CONSIGNES.
A: Dans le texte à lire, transcrivez fidèlement le passage qui va de « MME WADIBIA-ABYABWU, experte » jusqu'à « source de conflit. ».
B: Quels experts de la Sous-Commission le texte à lire nomme-t-il ?

TEXTE À LIRE.
MME WADIBIA-ABYABWU, experte de la Sous-Commission, a insisté sur la nécessité d'élaborer une déclaration énonçant certains principes de base concernant le droit d'accès à l'eau potable. L'experte a appuyé les conclusions du rapport présenté par M. Guissé, en particulier sur le fait que l'eau peut être une source de conflit.

M. YOZO YOKOTA, expert de la Sous-Commission, a déclaré que le droit à l'eau potable est si essentiel qu'il recoupe un grand nombre de droits de l'homme, à commencer par le droit à la vie. L'expert a appelé de ses vœux l'élaboration d'une déclaration sur le droit à l'eau potable.


Présentation du document de travail sur les conséquences de la dette sur les droits de l'homme

Présentant son document de travail sur les conséquences de la dette sur les droits de l'homme, M. GUISSÉ, expert de la Sous-Commission, a souligné que depuis plus d'un demi-siècle, les pays en développement sont confrontés à de graves problèmes politiques, économiques et sociaux qui menacent l'existence de leurs populations et entravent donc la réalisation des droits humains des individus. Ces problèmes sont engendrés par la dette et son service, a affirmé l'expert. La dette est devenue un instrument efficace pour pousser les pays dans l'extrême pauvreté et les y maintenir, a-t-il ajouté.

EXTRAIT SOURCE.

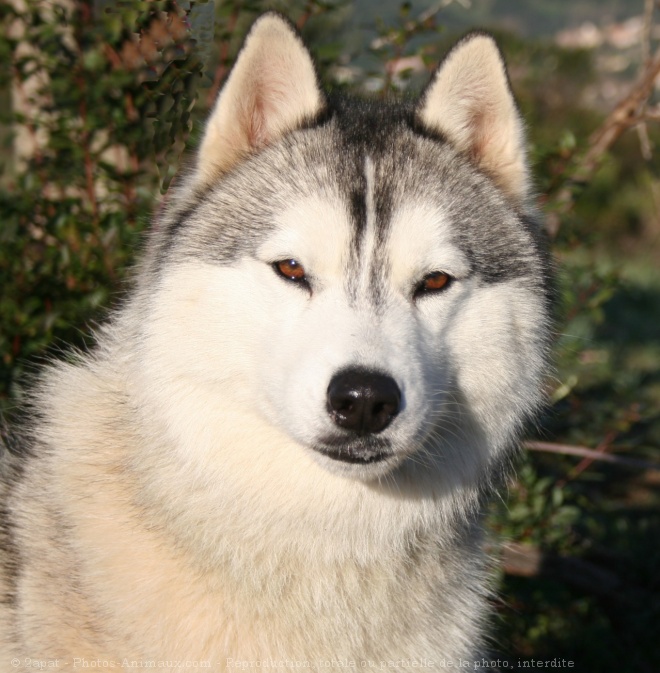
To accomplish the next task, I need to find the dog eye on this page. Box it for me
[413,271,453,299]
[273,259,308,285]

RÉPONSES PAR TÂCHE.
A:
MME WADIBIA-ABYABWU, experte de la Sous-Commission, a insisté sur la nécessité d'élaborer une déclaration énonçant certains principes de base concernant le droit d'accès à l'eau potable. L'experte a appuyé les conclusions du rapport présenté par M. Guissé, en particulier sur le fait que l'eau peut être une source de conflit.

B:
MME WADIBIA-ABYABWU
M. YOZO YOKOTA
M. GUISSÉ